The mortgage states, in pertinent part, "payment will not be demanded or enforced until * * * the Mortgagor * * * ceases to occupy the premises herein”. Plaintiff states that "the Mortgagor, Patricia Sydnor, was divested of title, prior to 1976 and at that time the rights of [defendant] to demand payment became complete according to the terms of the Mortgage”. Defendant candidly states that her "records indicate that Sydnor ceased to occupy the subject premises some unknown time prior to March, 1976”. Then, there is a gap of four years which is unexplained by both sides.
On December 17, 1980, the Veterans’ Administration (apparently it became the owner of the subject premises) entered into an installment contract with Mildred Lawrence for her to purchase the premises. Thereafter, on January 10, 1986, Mildred Lawrence took title and she received a deed from the Veterans’ Administration that was recorded on February 5, 1986 (Liber 9973 of Mortgages, at 187).
Finally, Mildred Lawrence conveyed the premises to plain
*928 tiff by deed dated March 6, 1987, which is in the process of being recorded.I
Defendant states that Social Services Law § 106 permits her to accept a mortgage on real property and "the purpose of this section is to enable the Commissioner to seek reimbursement of public moneys expended for the support of welfare recipients. Accordingly, it would be against public policy to deprive the taxpayers of the County of Suffolk and the State of New York of the right to be reimbursed in this fashion”.
Defendant cites the laudatory language contained in Matter of Commissioner of Welfare of City of N. Y. v Jones (73 Misc 2d 1014, 1016-1017) that the "recognized public policy of preserving and protecting revenues meant to be expended for the benefit of the public [made] the sovereign * * * exempt from the operation of Statutes of Limitation at common law and remains exempt to this day in the absence of statutory authority.” Defendant reasons that "therefore, since Social Services Law sec 106 does not specifically provide for a statute of limitations regarding the foreclosure of the mortgages which it authorizes, it would be against public policy to impose the statute of limitations contained in CPLR 213 (4) in regard to them” (see also, McKinney’s Cons Laws of NY, Book 1, Statutes § 115).
Defendant also presents an alternative argument. CPLR 213 (4) provides for a six-year Statute of Limitations in which to commence an action upon a bond or mortgage on real property and CPLR 203 (a) states that the time within which an action must be commenced shall be computed from the time the cause of action is accrued to the time the claim is interposed. Therefore, defendant contends that "the cause of action begins to accrue when the Commissioner demands payment, not when the mortgagor ceases to occupy the premises”. And, since the Commissioner never demanded payment "the cause of action to foreclose the subject mortgage has not begun to accrue”.
★ ★ ★ ★ ★ ★ ★
• [Exercise instructions]
1 - Reproduce the mortgage opinion word for word, starting at "On December 17, 1980, the" and stopping after "Mortgages, at 187).".
2 - In the mortgage opinion, on what date did the Veterans’ Administration enter into an installment contract with Mildred Lawrence?
★ ★ ★ ★ ★ ★ ★
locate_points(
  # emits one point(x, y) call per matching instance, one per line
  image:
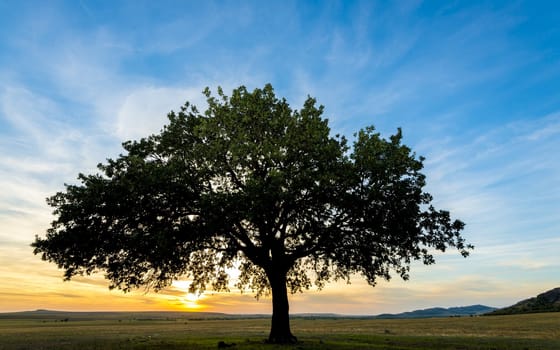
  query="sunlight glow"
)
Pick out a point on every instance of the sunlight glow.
point(189, 300)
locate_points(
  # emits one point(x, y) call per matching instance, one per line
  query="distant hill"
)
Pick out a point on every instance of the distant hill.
point(471, 310)
point(170, 315)
point(545, 302)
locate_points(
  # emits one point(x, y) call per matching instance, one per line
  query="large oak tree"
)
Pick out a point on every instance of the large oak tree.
point(253, 184)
★ ★ ★ ★ ★ ★ ★
• [Solutions to the problems]
1 -
On December 17, 1980, the Veterans’ Administration (apparently it became the owner of the subject premises) entered into an installment contract with Mildred Lawrence for her to purchase the premises. Thereafter, on January 10, 1986, Mildred Lawrence took title and she received a deed from the Veterans’ Administration that was recorded on February 5, 1986 (Liber 9973 of Mortgages, at 187).

2 - December 17, 1980.